### EXTRACT TO READ

▽

Programs that use the InstallShield program may not start, and you may receive one of the following error messages: 

Setup failed to launch installation engine: Access is denied.

or 

Error installing Ikernel.exe, access is denied. 
CAUSE

This behavior can occur if there are insufficient Component Object Model (COM) permissions. 

*RESOLUTION*

To resolve this behavior, set the necessary permissions that are needed to successfully complete the installation: 

At a command prompt, type: dcomcnfg.exe. The Distributed COM Configuration Properties dialog box is displayed.

Click the Default Security tab.
In the Default Access Permissions section, click Edit.
Ensure that you have "Allow Access" beside your name.
If you do not have "Allow Access" next to your name, either modify an existing profile or create a new profile that has the necessary permissions.
Apply all the changes and attempt to run Setup.

△

### DATA FOR THIS TASK
▽

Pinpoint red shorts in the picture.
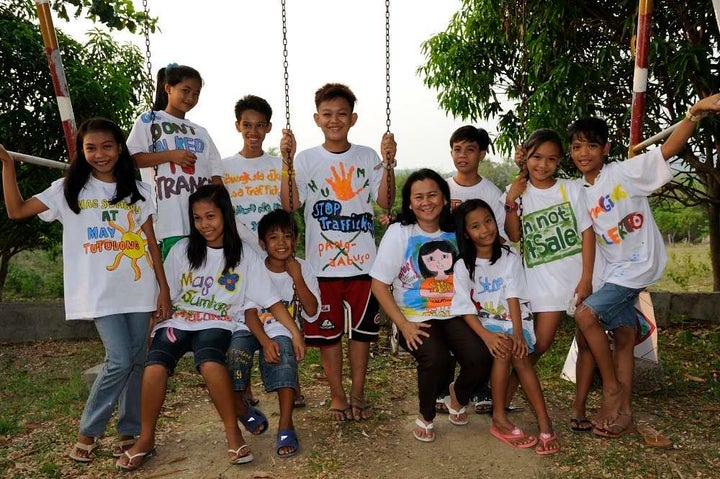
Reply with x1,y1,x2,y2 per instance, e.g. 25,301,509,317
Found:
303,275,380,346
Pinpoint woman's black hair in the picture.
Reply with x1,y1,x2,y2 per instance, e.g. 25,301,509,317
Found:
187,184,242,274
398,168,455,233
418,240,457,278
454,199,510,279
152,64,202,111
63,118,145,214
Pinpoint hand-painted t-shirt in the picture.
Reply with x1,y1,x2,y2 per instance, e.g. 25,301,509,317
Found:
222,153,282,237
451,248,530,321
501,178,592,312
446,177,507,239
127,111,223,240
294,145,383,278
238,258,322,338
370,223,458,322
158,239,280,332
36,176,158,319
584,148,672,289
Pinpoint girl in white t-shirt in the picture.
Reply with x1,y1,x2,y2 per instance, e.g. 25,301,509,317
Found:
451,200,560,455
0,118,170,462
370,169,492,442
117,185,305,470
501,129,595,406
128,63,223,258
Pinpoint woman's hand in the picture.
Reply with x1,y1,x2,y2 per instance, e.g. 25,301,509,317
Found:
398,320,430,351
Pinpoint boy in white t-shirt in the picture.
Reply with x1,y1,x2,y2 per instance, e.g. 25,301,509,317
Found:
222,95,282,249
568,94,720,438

△
▽

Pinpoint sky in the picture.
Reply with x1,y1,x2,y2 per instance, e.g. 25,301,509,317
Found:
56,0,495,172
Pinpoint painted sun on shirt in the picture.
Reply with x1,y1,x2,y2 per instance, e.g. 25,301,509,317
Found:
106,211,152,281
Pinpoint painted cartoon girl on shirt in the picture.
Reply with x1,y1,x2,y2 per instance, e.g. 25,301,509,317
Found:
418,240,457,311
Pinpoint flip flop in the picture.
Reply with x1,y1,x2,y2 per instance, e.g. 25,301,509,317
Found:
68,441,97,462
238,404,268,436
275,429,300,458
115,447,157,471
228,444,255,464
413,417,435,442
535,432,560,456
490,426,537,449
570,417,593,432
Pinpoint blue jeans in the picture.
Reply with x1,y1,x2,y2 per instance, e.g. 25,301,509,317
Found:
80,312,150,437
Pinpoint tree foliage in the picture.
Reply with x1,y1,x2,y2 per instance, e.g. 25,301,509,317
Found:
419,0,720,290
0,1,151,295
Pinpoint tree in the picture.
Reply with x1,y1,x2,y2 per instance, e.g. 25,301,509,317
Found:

△

### EXERCISES TO COMPLETE
1 – Please rewrite the InstallShield article, starting at the words "This behavior can" and stopping after "Default Security tab.", with "dialog box" changed to "window".
2 – Copy the records line for line, starting at the line that contains "Pinpoint red shorts in the picture." and stopping after the line that contains "584,148,672,289". Give only those lines and leave out the pictures.

### ANSWERS PER TASK
1 –
This behavior can occur if there are insufficient Component Object Model (COM) permissions. 

*RESOLUTION*

To resolve this behavior, set the necessary permissions that are needed to successfully complete the installation: 

At a command prompt, type: dcomcnfg.exe. The Distributed COM Configuration Properties window is displayed.

Click the Default Security tab.

2 –
Pinpoint red shorts in the picture.
Reply with x1,y1,x2,y2 per instance, e.g. 25,301,509,317
Found:
303,275,380,346
Pinpoint woman's black hair in the picture.
Reply with x1,y1,x2,y2 per instance, e.g. 25,301,509,317
Found:
187,184,242,274
398,168,455,233
418,240,457,278
454,199,510,279
152,64,202,111
63,118,145,214
Pinpoint hand-painted t-shirt in the picture.
Reply with x1,y1,x2,y2 per instance, e.g. 25,301,509,317
Found:
222,153,282,237
451,248,530,321
501,178,592,312
446,177,507,239
127,111,223,240
294,145,383,278
238,258,322,338
370,223,458,322
158,239,280,332
36,176,158,319
584,148,672,289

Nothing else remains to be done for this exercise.